WHAT YOU ARE ASKED TO DO :: Count the lines in the items below that contain the string "range", treating case as significant. Reply with the number alone.

DATA FOR THIS TASK ::
....................

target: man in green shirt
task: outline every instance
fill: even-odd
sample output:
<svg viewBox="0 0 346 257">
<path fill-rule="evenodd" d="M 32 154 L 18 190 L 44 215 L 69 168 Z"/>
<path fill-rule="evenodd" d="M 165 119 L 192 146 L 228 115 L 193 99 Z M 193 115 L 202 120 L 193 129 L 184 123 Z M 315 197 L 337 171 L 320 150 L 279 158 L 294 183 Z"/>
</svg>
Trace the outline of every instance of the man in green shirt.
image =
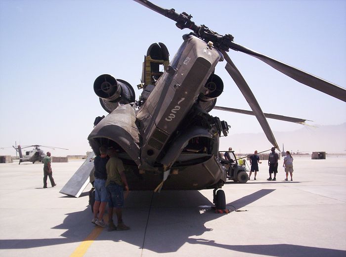
<svg viewBox="0 0 346 257">
<path fill-rule="evenodd" d="M 114 148 L 108 149 L 110 157 L 106 165 L 107 180 L 106 188 L 108 195 L 108 231 L 128 230 L 130 229 L 123 222 L 122 208 L 124 206 L 124 188 L 129 191 L 129 185 L 125 176 L 125 169 L 123 161 L 118 158 L 118 154 Z M 113 209 L 118 219 L 116 227 L 113 221 Z"/>
<path fill-rule="evenodd" d="M 51 158 L 50 158 L 50 153 L 47 152 L 47 155 L 43 158 L 43 188 L 47 188 L 47 177 L 49 177 L 50 184 L 52 187 L 55 186 L 56 184 L 54 182 L 53 175 L 52 172 L 52 168 L 51 164 L 52 162 Z"/>
</svg>

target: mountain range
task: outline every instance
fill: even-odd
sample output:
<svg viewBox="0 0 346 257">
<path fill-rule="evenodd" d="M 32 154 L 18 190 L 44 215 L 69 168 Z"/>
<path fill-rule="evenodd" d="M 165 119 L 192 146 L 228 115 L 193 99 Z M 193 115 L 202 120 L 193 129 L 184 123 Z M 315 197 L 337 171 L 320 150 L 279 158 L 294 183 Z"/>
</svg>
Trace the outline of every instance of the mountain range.
<svg viewBox="0 0 346 257">
<path fill-rule="evenodd" d="M 323 151 L 327 153 L 346 154 L 346 123 L 339 125 L 304 126 L 292 131 L 273 131 L 276 141 L 282 151 L 311 153 Z M 271 147 L 264 133 L 229 134 L 220 140 L 220 150 L 231 147 L 237 153 L 251 153 Z"/>
</svg>

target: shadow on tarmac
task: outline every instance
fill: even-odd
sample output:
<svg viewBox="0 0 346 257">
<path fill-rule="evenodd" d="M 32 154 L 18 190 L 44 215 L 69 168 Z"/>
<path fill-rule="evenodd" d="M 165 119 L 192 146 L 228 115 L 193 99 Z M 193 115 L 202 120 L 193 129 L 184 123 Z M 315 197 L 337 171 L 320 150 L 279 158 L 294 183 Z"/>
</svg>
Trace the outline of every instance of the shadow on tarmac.
<svg viewBox="0 0 346 257">
<path fill-rule="evenodd" d="M 275 189 L 262 189 L 244 196 L 227 205 L 238 209 L 265 197 Z M 96 241 L 120 241 L 139 249 L 157 253 L 174 253 L 186 243 L 213 246 L 246 253 L 269 256 L 345 256 L 346 251 L 303 246 L 279 244 L 232 245 L 218 244 L 214 240 L 189 238 L 199 236 L 212 228 L 205 224 L 223 215 L 212 211 L 201 212 L 200 206 L 211 203 L 196 191 L 132 191 L 126 200 L 124 217 L 131 227 L 127 231 L 102 231 Z M 0 240 L 0 249 L 30 249 L 82 242 L 92 231 L 90 208 L 66 214 L 63 223 L 52 229 L 66 230 L 64 238 Z"/>
</svg>

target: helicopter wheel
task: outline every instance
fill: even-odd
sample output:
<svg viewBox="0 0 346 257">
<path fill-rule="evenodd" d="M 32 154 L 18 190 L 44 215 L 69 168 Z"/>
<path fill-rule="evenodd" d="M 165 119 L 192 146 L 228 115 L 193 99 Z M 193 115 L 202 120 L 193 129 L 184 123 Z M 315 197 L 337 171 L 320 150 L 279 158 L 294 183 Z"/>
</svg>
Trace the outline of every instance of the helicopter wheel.
<svg viewBox="0 0 346 257">
<path fill-rule="evenodd" d="M 217 190 L 216 196 L 215 207 L 216 210 L 226 209 L 226 196 L 222 190 Z"/>
</svg>

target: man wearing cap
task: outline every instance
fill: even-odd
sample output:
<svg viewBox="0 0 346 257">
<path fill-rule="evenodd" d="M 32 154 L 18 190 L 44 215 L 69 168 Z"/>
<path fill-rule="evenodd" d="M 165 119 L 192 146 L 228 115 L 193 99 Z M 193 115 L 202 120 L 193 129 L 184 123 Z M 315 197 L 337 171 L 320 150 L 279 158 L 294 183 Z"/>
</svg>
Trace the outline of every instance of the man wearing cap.
<svg viewBox="0 0 346 257">
<path fill-rule="evenodd" d="M 108 231 L 128 230 L 130 227 L 123 221 L 122 208 L 124 206 L 124 189 L 129 191 L 129 185 L 125 176 L 125 169 L 123 161 L 118 158 L 118 154 L 114 148 L 107 152 L 110 159 L 107 163 L 107 181 L 106 188 L 108 195 Z M 117 226 L 113 221 L 113 209 L 118 219 Z"/>
<path fill-rule="evenodd" d="M 91 222 L 103 227 L 106 226 L 106 224 L 103 221 L 103 214 L 106 210 L 107 202 L 108 201 L 108 196 L 106 189 L 106 165 L 109 159 L 107 156 L 107 147 L 101 146 L 100 147 L 100 155 L 96 156 L 94 159 L 95 203 L 93 210 L 94 217 L 91 220 Z M 99 214 L 98 217 L 97 213 Z"/>
<path fill-rule="evenodd" d="M 55 182 L 54 182 L 53 178 L 53 173 L 52 172 L 51 162 L 52 159 L 50 158 L 50 153 L 47 152 L 47 155 L 43 159 L 43 188 L 47 188 L 47 177 L 49 177 L 50 184 L 52 187 L 56 185 Z"/>
<path fill-rule="evenodd" d="M 279 155 L 275 153 L 275 148 L 271 148 L 271 153 L 269 155 L 268 158 L 268 165 L 269 166 L 269 178 L 267 180 L 276 180 L 276 173 L 277 173 L 277 167 L 279 165 L 278 160 Z M 271 174 L 274 173 L 274 178 L 272 179 Z"/>
</svg>

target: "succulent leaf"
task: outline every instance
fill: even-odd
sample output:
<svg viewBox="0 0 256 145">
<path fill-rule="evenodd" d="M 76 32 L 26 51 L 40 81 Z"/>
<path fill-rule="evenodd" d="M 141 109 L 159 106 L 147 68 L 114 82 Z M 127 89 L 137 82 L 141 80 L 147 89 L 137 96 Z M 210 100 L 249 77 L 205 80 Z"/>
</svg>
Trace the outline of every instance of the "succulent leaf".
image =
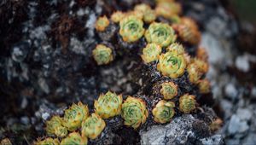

....................

TASK SOLUTION :: 2